(Items drawn from a dataset)
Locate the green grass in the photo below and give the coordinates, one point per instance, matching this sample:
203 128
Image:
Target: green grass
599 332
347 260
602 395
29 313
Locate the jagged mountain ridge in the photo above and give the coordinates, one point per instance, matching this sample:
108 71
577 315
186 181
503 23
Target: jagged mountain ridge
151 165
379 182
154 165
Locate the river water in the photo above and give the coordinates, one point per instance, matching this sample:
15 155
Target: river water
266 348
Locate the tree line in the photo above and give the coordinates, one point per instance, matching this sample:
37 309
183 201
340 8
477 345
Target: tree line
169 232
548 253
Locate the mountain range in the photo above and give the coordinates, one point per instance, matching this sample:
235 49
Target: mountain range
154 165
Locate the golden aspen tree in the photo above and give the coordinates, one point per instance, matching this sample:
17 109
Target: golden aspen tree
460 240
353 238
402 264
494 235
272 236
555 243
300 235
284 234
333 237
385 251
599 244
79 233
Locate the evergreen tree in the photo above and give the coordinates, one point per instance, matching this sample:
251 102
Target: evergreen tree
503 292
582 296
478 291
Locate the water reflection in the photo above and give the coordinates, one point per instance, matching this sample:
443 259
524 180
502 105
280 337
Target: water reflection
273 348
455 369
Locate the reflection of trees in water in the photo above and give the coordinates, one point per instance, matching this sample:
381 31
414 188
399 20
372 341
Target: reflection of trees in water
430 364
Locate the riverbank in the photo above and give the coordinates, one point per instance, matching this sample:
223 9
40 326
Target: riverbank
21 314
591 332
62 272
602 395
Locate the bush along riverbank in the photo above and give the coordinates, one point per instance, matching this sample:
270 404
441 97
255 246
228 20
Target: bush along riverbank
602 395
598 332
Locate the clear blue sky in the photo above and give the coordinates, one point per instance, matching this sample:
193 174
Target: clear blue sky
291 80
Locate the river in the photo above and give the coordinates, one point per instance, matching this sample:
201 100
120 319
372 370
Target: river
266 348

> **Direction**: Reproduce all of the records above verbatim, line for line.

> **Exercise solution**:
Locate the green grass in the photo below and give the coordinates, one point per instance, matching this sample:
203 128
Image:
Target: green grass
599 332
347 260
602 395
29 313
Locate the jagged mountain ridge in the photo above and give the coordinates, one point per instance, matching this sample:
108 71
577 315
186 181
503 23
Target: jagged mountain ridge
151 165
379 182
154 165
Locate the river water in the photo above and give the coordinates, one point per instance, matching this sample:
15 155
Target: river water
266 348
Locate the tree line in the photo above and give the coordinates, one point per instance, matching this sample:
37 309
183 201
340 8
477 345
Target: tree line
169 232
548 253
Locate the mountain range in the photo above and give the coordinates, one point per instance, matching this sample:
235 49
Target: mountain range
154 165
Locate the golden aspen tree in the photo above and give the coordinates, one point per instance, matching this sample:
17 109
Target: golden aspen tree
460 240
353 238
402 264
494 235
272 236
555 243
300 235
284 234
333 237
385 251
599 244
79 233
Locate the evergreen tree in the photo above and give the coordinates, one point per instance, matching this sample:
251 102
Target: evergreen tree
503 292
582 296
478 291
Locate the water reflection in the photo above and give the coordinates, one point per instance, matching this sample:
443 259
524 180
502 105
280 337
Target: water reflection
273 348
455 369
Locate the reflection of trees in water in the photo above and give the coordinates, one point per instance, matching this sample:
381 31
414 188
399 20
372 341
Target: reflection of trees in water
430 364
Locate the riverbank in the photo above and give the coordinates, one point per instance, matching this sample:
223 9
40 326
Target: riverbank
21 314
591 332
62 272
602 395
Locate the bush along riverbank in the photo above and give the coordinates, one point per instance, matching this sample:
270 404
441 97
255 246
228 20
Target: bush along riverbank
602 395
598 332
Locate the clear blue sky in the photo above and give the coordinates, one point per instance, matching this sample:
193 174
Target: clear blue sky
291 80
Locate the river in the photo above and give the coordinates, one point per instance, matching this sample:
201 100
120 319
372 370
Target: river
266 348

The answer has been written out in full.